───── GIVEN RECORDS

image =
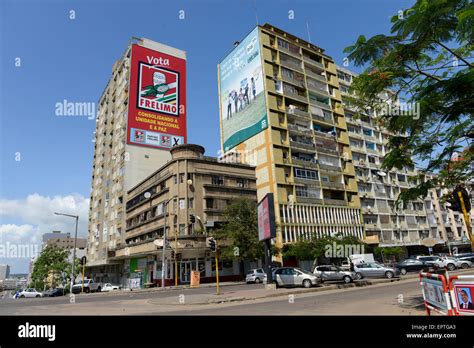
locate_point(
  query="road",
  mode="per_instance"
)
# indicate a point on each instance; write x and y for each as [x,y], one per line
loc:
[397,298]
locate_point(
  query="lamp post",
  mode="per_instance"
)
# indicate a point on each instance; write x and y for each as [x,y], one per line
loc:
[74,251]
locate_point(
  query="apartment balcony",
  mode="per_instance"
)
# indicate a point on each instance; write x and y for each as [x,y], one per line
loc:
[327,150]
[300,130]
[333,185]
[366,210]
[316,76]
[338,202]
[295,96]
[298,112]
[299,145]
[304,163]
[321,104]
[309,200]
[306,181]
[330,167]
[313,62]
[296,82]
[291,65]
[328,120]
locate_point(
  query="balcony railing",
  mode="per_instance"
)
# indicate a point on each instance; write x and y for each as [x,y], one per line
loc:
[305,163]
[320,104]
[300,129]
[300,145]
[330,201]
[298,112]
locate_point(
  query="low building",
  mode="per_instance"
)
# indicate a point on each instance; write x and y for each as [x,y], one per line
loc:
[189,184]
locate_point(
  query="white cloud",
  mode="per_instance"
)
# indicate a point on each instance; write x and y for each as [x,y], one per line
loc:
[36,215]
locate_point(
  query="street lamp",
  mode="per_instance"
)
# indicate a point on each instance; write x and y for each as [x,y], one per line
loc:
[75,241]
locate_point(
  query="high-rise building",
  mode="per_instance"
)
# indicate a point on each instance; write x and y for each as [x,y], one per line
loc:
[4,271]
[141,115]
[281,109]
[412,225]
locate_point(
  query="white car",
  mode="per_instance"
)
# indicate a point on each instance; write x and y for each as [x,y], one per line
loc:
[109,287]
[29,293]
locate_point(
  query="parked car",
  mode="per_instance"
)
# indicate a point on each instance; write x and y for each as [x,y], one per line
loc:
[433,260]
[451,263]
[374,270]
[89,286]
[29,293]
[55,292]
[255,276]
[332,272]
[413,265]
[291,276]
[109,287]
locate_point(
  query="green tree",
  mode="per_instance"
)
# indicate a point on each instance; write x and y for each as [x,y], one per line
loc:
[52,262]
[238,237]
[427,60]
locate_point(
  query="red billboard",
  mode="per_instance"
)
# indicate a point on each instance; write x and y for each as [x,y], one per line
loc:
[157,99]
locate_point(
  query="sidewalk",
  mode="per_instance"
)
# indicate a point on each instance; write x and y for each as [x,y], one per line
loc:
[252,294]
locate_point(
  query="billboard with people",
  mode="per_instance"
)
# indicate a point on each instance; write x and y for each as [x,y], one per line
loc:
[157,99]
[242,97]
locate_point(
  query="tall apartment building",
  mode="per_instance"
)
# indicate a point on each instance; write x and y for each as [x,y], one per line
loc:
[413,225]
[132,138]
[281,110]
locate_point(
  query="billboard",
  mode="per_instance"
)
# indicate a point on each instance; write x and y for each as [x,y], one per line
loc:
[241,88]
[266,218]
[157,99]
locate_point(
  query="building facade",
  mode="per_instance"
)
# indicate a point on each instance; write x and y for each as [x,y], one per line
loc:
[117,164]
[189,184]
[303,156]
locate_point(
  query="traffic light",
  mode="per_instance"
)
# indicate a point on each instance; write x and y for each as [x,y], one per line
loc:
[211,244]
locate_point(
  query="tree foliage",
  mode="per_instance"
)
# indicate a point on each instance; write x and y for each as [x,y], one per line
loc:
[52,263]
[427,60]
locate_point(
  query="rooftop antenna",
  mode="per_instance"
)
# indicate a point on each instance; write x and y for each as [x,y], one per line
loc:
[307,28]
[255,10]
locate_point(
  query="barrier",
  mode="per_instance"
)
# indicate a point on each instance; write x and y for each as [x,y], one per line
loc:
[436,295]
[461,288]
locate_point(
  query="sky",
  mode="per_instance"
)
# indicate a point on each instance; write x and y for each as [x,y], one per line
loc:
[48,57]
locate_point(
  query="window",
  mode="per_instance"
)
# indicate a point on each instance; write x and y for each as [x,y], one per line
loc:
[218,180]
[242,182]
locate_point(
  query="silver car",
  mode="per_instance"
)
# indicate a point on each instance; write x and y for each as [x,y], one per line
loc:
[375,270]
[255,276]
[291,276]
[333,273]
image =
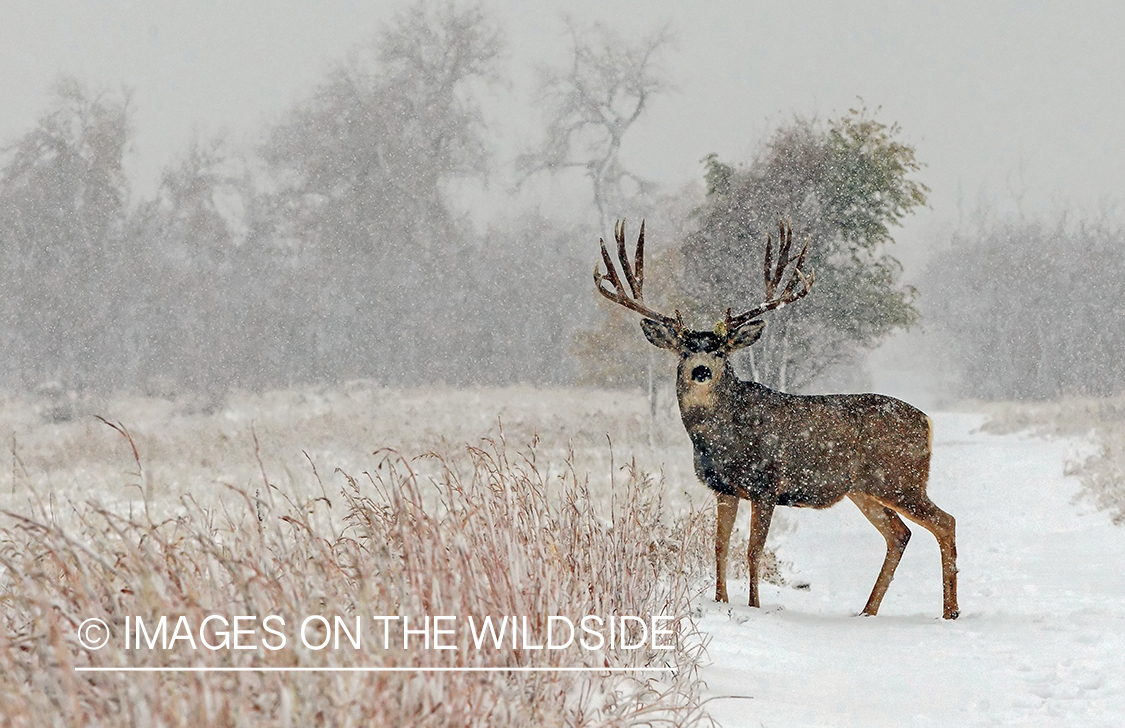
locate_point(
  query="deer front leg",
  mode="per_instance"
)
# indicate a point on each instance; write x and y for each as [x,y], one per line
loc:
[761,514]
[727,510]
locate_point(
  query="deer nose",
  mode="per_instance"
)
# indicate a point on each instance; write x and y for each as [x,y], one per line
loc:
[701,374]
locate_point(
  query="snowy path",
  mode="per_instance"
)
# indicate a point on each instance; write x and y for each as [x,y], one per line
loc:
[1041,640]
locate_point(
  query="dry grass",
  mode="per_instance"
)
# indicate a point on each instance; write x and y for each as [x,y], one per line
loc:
[1103,474]
[471,531]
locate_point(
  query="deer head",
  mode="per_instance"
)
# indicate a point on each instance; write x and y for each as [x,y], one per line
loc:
[703,354]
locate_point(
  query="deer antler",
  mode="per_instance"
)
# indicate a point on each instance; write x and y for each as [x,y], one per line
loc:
[635,277]
[773,278]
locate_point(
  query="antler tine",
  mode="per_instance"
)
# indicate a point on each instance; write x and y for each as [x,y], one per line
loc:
[766,273]
[635,277]
[619,232]
[774,278]
[639,260]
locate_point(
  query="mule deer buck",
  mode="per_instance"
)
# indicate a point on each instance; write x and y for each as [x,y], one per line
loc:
[773,448]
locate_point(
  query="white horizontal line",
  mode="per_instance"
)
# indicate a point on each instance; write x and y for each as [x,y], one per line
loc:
[374,670]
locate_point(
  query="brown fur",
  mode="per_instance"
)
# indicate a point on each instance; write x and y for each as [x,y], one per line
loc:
[811,451]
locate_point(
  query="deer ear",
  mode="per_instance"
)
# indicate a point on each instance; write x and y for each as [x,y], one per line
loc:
[660,334]
[745,335]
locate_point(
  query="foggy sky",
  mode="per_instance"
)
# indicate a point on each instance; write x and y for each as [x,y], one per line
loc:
[1014,102]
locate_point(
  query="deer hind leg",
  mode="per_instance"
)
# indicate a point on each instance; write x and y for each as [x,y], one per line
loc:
[921,511]
[727,511]
[897,536]
[759,528]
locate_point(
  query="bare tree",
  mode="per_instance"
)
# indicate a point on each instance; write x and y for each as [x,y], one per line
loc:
[594,102]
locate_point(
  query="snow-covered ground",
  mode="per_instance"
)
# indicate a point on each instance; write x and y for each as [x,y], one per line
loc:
[1041,639]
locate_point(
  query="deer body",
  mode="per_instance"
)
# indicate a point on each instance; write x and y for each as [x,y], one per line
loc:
[773,448]
[804,451]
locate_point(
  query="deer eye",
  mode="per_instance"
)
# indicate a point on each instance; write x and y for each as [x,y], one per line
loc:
[701,374]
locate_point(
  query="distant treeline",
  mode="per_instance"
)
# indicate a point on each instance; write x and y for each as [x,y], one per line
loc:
[330,251]
[1031,309]
[327,253]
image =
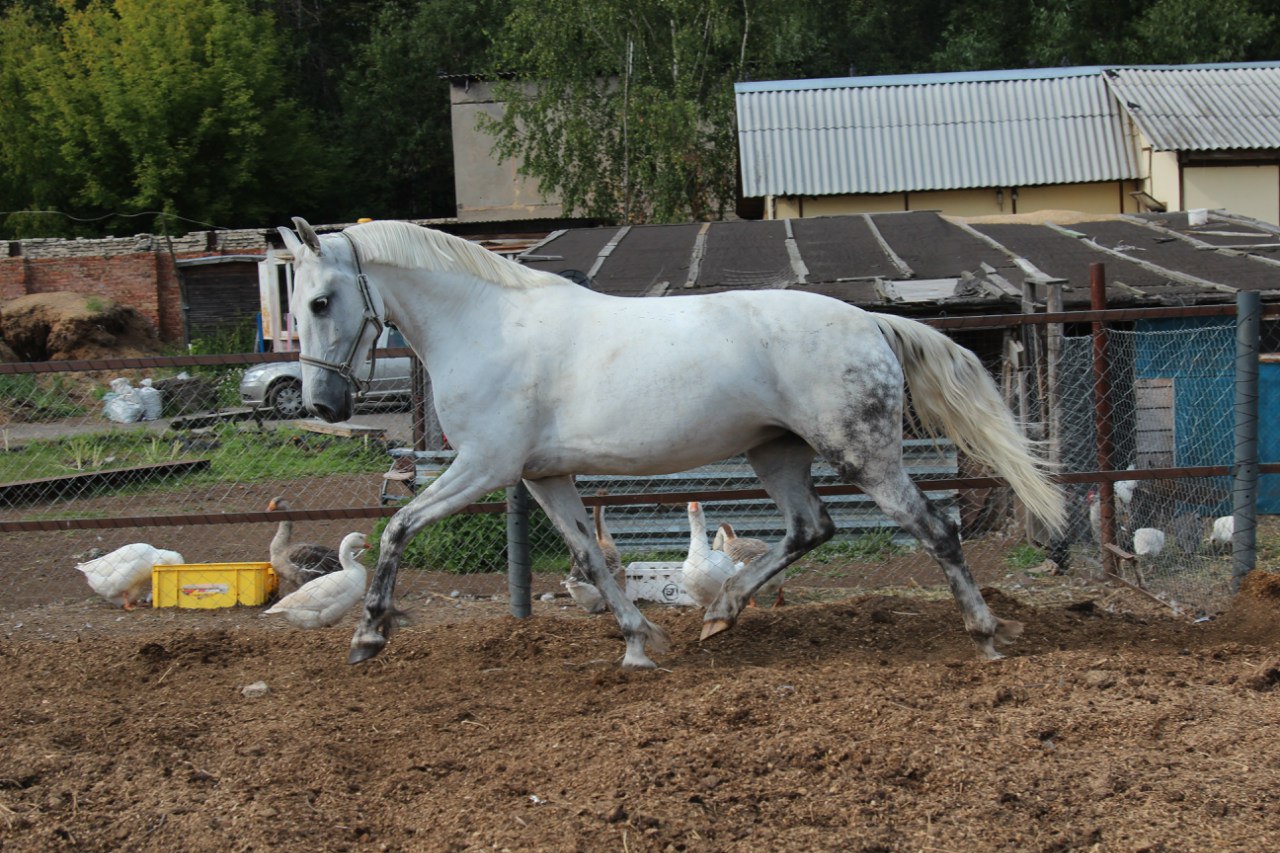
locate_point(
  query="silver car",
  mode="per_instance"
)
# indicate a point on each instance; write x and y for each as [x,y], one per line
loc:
[278,386]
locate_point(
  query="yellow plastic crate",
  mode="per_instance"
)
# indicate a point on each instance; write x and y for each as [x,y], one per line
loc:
[213,584]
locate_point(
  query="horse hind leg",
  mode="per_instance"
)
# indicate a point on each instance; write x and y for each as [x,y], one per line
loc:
[563,506]
[784,469]
[903,501]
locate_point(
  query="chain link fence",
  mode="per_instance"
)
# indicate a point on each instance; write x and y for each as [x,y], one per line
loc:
[165,452]
[1170,404]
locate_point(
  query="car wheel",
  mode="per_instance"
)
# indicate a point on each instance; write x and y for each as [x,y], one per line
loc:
[286,398]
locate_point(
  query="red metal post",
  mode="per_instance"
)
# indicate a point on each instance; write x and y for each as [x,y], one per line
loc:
[1102,418]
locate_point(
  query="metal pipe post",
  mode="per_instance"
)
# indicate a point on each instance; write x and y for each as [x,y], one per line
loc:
[519,564]
[1102,418]
[1244,489]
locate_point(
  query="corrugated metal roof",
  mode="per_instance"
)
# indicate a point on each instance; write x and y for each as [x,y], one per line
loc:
[931,132]
[1202,108]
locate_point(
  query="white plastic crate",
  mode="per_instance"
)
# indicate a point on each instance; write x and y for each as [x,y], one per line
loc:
[657,582]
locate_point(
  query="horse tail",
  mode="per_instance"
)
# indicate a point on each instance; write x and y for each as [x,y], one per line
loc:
[952,393]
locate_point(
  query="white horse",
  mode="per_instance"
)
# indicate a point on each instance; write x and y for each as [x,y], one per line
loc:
[538,378]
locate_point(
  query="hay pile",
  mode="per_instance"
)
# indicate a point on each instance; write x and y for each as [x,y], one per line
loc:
[60,327]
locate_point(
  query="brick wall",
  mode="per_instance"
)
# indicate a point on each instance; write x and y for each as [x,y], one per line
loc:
[137,272]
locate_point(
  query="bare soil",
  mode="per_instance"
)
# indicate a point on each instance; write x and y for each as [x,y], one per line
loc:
[53,327]
[835,724]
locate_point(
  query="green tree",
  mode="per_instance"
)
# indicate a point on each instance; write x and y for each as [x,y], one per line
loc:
[394,121]
[626,109]
[1200,31]
[31,172]
[176,106]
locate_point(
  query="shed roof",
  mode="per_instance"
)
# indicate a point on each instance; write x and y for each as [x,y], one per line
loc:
[1202,108]
[872,135]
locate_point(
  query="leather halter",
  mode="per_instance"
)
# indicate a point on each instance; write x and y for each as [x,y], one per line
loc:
[371,318]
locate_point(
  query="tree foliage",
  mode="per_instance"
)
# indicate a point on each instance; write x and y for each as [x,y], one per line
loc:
[626,109]
[213,110]
[176,106]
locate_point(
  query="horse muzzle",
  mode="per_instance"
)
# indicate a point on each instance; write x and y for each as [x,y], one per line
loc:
[328,396]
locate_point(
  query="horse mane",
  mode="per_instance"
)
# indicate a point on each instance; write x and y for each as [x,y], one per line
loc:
[408,246]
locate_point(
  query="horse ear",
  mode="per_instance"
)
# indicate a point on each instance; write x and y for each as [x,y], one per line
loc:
[307,233]
[291,241]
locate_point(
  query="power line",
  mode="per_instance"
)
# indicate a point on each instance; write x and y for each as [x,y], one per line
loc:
[145,213]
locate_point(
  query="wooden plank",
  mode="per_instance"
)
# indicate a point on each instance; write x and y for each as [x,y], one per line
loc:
[54,487]
[210,418]
[346,430]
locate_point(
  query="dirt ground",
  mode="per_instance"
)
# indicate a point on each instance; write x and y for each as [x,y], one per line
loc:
[831,724]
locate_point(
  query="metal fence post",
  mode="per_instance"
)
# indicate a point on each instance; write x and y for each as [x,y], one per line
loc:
[1244,491]
[1102,415]
[519,564]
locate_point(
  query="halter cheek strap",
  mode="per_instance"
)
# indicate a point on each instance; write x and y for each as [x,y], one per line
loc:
[371,318]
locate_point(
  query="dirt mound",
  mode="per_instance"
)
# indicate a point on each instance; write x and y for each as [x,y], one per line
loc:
[65,327]
[865,724]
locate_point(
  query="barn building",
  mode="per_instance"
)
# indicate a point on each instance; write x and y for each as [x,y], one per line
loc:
[1096,138]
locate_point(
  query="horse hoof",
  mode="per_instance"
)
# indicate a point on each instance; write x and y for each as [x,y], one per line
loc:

──────────

THE PROBLEM - Collect every line of the rows above that contains the word "deer", and copy each one out in full.

RESPONSE FOR THIS EXERCISE -
  query="deer front leg",
  query="deer nose",
  query="deer head",
  query="deer antler",
  query="mule deer buck",
  query="deer ear",
  query="deer hind leg",
  query="deer body",
  query="deer eye",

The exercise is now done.